▶ [EXERCISE AIM] Set down exactly the lines from the one containing "the rear wheel" through the last line of the records below, both included, and nothing else.

····················

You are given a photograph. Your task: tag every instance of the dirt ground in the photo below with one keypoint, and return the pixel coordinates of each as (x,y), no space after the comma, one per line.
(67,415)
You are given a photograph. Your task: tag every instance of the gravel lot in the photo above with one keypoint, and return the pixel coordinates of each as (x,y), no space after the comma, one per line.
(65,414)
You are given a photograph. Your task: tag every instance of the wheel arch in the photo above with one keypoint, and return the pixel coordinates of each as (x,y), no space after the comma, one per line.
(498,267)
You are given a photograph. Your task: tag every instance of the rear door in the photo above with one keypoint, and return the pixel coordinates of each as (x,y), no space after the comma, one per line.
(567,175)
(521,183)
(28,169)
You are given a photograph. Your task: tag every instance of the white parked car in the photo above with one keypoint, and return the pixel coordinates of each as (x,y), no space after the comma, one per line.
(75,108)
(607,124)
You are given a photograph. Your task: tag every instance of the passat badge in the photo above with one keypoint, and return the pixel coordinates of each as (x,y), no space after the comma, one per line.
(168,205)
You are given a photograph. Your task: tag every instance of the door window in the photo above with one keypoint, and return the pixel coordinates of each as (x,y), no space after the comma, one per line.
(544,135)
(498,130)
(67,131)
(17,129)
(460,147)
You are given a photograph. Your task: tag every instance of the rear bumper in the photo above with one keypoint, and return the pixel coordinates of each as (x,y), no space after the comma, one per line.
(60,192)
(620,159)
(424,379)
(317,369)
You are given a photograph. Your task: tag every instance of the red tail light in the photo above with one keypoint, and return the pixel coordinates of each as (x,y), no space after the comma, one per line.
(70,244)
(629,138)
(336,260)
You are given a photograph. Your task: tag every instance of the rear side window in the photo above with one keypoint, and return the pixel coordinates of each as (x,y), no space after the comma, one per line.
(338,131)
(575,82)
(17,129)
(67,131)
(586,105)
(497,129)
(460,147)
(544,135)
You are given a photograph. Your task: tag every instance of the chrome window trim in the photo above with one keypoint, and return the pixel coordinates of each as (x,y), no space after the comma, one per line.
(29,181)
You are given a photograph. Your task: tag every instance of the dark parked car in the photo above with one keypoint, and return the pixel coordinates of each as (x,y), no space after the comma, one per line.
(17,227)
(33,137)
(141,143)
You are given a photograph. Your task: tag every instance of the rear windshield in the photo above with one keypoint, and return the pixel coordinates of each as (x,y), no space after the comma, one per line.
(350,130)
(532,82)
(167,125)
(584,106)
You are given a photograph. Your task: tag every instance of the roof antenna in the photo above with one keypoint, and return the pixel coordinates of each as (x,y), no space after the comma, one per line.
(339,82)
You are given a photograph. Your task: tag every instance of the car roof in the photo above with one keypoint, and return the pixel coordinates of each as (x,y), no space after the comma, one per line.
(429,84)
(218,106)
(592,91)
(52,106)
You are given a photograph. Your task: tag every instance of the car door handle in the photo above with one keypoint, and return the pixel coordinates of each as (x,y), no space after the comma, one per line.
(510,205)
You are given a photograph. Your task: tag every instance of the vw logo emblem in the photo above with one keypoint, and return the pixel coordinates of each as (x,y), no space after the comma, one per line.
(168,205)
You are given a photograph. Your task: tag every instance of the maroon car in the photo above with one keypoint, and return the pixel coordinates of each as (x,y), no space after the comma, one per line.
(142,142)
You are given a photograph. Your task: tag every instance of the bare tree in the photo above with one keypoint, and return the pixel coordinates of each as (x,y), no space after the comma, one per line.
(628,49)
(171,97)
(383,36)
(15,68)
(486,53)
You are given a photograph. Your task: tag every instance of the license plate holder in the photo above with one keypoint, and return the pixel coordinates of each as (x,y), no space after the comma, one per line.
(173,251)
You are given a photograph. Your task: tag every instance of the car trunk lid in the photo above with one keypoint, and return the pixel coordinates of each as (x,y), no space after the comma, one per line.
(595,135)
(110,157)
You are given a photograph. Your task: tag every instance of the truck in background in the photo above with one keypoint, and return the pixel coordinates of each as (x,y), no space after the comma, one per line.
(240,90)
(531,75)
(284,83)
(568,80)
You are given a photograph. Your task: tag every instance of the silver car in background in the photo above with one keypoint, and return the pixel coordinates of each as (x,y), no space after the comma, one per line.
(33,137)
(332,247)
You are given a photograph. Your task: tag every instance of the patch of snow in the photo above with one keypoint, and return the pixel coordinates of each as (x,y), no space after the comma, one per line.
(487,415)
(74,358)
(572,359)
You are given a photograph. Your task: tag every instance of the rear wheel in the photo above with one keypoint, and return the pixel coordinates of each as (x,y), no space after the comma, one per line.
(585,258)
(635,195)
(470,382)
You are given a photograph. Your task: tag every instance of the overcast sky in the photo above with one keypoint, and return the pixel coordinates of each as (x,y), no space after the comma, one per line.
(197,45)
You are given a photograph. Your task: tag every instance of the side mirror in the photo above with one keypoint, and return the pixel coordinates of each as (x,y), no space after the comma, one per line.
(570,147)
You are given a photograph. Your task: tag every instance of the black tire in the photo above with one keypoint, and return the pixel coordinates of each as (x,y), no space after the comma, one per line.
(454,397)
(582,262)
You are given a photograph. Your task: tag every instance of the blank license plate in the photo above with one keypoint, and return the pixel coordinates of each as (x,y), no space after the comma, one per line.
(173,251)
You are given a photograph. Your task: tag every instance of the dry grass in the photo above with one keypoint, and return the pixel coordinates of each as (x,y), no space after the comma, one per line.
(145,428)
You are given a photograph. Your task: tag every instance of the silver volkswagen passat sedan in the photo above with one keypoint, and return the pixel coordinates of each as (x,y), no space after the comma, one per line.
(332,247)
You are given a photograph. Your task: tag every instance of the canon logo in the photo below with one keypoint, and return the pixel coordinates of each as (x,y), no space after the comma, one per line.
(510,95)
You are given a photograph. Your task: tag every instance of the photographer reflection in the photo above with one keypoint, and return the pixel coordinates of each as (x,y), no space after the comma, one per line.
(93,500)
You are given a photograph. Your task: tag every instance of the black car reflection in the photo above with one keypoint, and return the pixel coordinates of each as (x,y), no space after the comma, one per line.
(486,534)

····················

▶ [FINAL ANSWER]
You are given a photograph. Your task: tag every instance of the rear wheel in the photo above with one keypoint, and return the pixel coordinates of each as (x,y), no space after the comma, one per line.
(585,258)
(635,195)
(470,382)
You are given a photograph. Your task: tag every instance of the overcast sky in the photo above with one keypoint, and return the pixel coordinates of each as (x,y), no space after the comma, one per line.
(197,45)
You are given a photograph. Your task: tag every instance of the side mirror in the photo above with one keypoint, and return the pixel coordinates of each as (x,y), no space after the comma, one per line.
(570,147)
You are given a photograph. Your task: tag every instance of the black tire in the photo above with one keypoint, and return the pixel coordinates of each as (x,y), no space after the comma, one per line.
(454,397)
(582,262)
You are given a photograph. Your task: tag every instance of the blank license plate in the photo above with one keypoint, and return the pixel coordinates of each as (x,y), no space after the comma, one per line.
(173,251)
You are given a photograph. Your task: tag every instance of the dry grass in the photo above with one keypoint, and return the pixel coordinates of each as (x,y), no space after the comma, one per line.
(145,428)
You are given a photograph. Your task: tag every instance of the silver volkswagen passat sedan in the photo above with one keypoint, and return the pixel coordinates of each as (x,y), no space after the comma, one per line.
(332,247)
You are given a photograph. Your task: tag every instance of the canon logo in the photo below with one keypoint, and return the pixel coordinates of each as (x,y), no space after the comma, one per line.
(510,95)
You are given a photograph. Your task: tag every instance of the photographer reflection in the photo above with one keypoint, and return the pixel coordinates of each as (x,y), no space after the comma, one per line.
(93,500)
You are given a photograph. Your task: tag every instance of the black car reflection in the photo above with one keypoint, and return the pixel coordinates of each as (x,y), no space after the comma, one per line.
(486,534)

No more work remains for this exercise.